After greetings and gifts and updates and cakes, Kathleen settles herself for the several hours of chemotherapy. Three bags will drip their mysterious and wondrous contents into her chest through her porta-cath, a thing previously inserted under her skin below her collarbone of whose painful presence I have just now learned. The fluids in the bags are clear, then bright orange, then clear again. It looks more orange than last time, Kathleen observes nervously, first to two nurses, then to the doctor. They each assure her the dosage and mixture are the same, are exactly as they should be. (She will worry all the way home, especially when she begins to feel nauseous, which she didn’t the time before. I knew it was too orange, she’ll say.)
The chemicals, which wreak such havoc on her immune system and hair and general health, are, strangely enough, her ticket back to health. She tolerates all manner of indignity as a result of the drugs in order to obtain their greater good. (My pubic hair was the first to go, she told my husband last week, who protested that this was way more information than he needed.) After all this, the travel and the chemo and the overall disarray of her life, will come daily radiation. And then perhaps surgerymastectomies and reconstructed breasts.
Kathleen is wise to focus only on the present. The rest of us can worry about her future. Right now, she has just one more bag to go. She has a hat party to plan. We talk about kids and the rainy weather. We say a rosary, feeling a bit smug that we are in a Catholic hospital, after all. The doctor and nurses ask Kathleen all manner of questions about her life in the past three weeks. And then the treatment is finished.
We buy lunch in the hospital cafeteria rather than brave the pounding rain to search for another, more appetizing place. We bring the food into the car. It is, surprisingly, not bad. We concentrate on eating. We are running late. The rain is reaching Noah proportions on the freeway, and I know Kathleen thinks I am driving too slowly, even though she is too polite to say so. She is anxious to get home to her sons, and I drive as fast as the traffic allows. We chat a bit and then drive many miles in companionable silence.

## [WHAT YOU WILL DO]
a) In the chemotherapy account, what colors are the fluids in the three bags?
b) Write out the stretch of the chemotherapy account from "Kathleen is wise" through "treatment is finished.", word for word.

## [SUPPLIED INFORMATION]
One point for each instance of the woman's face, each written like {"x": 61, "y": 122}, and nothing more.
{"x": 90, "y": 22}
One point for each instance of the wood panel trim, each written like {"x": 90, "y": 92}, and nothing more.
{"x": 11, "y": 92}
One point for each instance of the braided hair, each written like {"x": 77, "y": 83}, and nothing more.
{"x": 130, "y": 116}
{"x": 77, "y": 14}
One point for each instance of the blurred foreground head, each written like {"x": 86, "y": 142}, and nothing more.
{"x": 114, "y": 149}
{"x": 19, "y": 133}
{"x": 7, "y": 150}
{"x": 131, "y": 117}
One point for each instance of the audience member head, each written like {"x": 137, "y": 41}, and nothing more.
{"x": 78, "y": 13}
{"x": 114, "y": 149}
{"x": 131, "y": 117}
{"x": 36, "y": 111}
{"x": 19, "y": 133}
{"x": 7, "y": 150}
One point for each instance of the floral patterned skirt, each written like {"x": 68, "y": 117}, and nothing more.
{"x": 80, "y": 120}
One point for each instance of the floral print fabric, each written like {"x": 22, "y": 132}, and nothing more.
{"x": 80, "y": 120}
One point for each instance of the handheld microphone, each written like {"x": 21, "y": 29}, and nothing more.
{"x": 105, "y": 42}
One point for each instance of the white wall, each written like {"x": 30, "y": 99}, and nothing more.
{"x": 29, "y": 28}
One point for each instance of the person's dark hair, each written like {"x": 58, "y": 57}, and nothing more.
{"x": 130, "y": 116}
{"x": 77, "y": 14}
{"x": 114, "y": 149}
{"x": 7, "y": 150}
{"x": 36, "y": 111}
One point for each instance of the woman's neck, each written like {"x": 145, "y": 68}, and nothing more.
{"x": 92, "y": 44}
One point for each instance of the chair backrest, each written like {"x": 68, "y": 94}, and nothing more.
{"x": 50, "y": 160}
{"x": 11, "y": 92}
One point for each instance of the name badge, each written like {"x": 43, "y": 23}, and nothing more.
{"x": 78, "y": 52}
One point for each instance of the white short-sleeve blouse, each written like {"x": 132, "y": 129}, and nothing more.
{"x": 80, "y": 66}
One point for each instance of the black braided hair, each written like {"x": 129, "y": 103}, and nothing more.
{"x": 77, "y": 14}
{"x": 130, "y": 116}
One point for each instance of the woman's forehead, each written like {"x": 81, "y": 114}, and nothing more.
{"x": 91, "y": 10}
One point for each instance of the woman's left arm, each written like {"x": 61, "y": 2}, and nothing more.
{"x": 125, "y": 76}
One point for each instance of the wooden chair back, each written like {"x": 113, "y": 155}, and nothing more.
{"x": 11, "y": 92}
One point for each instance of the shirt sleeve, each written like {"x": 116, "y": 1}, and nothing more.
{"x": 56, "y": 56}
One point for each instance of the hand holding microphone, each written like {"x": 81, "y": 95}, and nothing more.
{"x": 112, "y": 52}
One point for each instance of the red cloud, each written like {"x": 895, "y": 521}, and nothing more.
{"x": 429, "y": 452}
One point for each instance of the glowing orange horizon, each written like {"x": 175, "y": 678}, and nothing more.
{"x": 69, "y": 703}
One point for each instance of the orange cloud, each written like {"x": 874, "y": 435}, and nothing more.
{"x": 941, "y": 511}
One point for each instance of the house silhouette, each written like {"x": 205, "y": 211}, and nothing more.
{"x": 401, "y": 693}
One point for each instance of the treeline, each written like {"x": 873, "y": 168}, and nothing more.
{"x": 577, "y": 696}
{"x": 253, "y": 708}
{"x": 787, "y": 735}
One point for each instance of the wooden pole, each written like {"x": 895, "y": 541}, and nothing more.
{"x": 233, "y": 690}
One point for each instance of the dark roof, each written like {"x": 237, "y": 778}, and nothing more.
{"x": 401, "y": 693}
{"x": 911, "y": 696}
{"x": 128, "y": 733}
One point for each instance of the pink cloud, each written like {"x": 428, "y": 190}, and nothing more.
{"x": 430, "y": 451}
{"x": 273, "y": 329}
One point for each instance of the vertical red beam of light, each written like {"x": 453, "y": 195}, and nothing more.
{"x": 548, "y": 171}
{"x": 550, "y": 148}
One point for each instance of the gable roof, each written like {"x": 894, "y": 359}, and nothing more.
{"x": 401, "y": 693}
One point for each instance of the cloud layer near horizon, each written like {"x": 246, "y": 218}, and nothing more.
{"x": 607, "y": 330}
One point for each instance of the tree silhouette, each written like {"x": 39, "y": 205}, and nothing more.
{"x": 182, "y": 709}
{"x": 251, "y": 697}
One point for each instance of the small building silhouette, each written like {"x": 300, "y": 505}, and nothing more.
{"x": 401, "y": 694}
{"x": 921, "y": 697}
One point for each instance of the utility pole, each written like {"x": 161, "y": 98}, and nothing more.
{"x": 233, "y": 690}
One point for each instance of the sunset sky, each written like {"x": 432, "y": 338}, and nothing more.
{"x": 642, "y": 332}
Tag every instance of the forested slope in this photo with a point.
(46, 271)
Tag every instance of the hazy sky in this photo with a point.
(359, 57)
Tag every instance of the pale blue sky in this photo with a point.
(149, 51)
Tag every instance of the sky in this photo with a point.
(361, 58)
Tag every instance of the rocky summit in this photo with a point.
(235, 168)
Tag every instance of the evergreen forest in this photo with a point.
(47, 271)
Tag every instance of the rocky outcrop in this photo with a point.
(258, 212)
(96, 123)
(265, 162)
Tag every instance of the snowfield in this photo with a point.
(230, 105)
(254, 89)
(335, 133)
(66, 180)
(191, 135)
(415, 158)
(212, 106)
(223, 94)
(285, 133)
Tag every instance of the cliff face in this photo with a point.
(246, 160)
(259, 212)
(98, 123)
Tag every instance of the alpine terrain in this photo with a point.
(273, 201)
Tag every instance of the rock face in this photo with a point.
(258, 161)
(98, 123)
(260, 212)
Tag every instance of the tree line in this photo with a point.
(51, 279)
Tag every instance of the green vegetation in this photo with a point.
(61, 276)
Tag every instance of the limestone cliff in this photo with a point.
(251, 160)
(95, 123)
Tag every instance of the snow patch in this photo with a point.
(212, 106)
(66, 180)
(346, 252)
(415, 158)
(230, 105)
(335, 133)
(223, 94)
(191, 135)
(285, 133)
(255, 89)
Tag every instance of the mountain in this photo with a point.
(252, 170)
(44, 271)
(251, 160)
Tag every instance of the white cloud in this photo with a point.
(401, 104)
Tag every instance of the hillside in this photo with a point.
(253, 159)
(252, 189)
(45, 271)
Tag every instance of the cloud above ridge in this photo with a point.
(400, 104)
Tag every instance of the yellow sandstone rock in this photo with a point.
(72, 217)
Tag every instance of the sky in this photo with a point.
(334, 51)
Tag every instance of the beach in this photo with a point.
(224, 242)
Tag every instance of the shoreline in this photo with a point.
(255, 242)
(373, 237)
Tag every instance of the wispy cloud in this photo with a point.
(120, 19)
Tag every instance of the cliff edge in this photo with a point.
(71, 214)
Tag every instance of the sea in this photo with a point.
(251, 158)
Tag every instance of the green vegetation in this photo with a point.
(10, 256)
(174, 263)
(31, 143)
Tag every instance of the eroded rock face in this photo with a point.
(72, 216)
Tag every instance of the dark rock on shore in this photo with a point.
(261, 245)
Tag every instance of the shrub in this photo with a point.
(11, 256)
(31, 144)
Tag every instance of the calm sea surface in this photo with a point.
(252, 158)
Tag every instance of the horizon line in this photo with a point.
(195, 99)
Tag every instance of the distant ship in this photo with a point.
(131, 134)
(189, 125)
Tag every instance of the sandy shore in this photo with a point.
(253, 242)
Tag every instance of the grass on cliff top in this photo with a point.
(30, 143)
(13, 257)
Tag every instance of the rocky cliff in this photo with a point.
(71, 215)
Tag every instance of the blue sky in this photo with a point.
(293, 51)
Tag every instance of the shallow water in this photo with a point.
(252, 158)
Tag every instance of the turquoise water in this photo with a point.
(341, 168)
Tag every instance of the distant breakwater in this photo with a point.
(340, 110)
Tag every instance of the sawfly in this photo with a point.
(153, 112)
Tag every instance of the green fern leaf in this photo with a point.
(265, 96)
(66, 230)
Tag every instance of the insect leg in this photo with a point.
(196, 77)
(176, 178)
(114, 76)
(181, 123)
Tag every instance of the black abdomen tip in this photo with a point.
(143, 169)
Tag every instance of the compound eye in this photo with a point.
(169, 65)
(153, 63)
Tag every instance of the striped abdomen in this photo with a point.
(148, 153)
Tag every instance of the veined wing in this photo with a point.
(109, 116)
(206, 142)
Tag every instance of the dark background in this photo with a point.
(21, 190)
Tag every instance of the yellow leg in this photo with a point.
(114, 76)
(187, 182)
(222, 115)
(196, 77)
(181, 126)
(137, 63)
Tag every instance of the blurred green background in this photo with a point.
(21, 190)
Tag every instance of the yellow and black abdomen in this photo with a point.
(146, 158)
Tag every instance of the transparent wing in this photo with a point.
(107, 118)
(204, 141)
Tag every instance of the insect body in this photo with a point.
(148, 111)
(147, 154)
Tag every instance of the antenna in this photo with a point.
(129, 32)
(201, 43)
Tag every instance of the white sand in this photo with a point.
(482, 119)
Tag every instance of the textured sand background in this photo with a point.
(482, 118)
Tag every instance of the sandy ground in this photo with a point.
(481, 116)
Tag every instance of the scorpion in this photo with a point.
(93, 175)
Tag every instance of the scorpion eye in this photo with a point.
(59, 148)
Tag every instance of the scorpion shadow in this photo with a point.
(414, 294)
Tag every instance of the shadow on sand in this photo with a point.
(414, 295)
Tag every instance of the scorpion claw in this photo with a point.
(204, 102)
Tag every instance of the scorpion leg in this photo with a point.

## [ANSWERS IN ORDER]
a) Clear, then bright orange, then clear again.

b)
Kathleen is wise to focus only on the present. The rest of us can worry about her future. Right now, she has just one more bag to go. She has a hat party to plan. We talk about kids and the rainy weather. We say a rosary, feeling a bit smug that we are in a Catholic hospital, after all. The doctor and nurses ask Kathleen all manner of questions about her life in the past three weeks. And then the treatment is finished.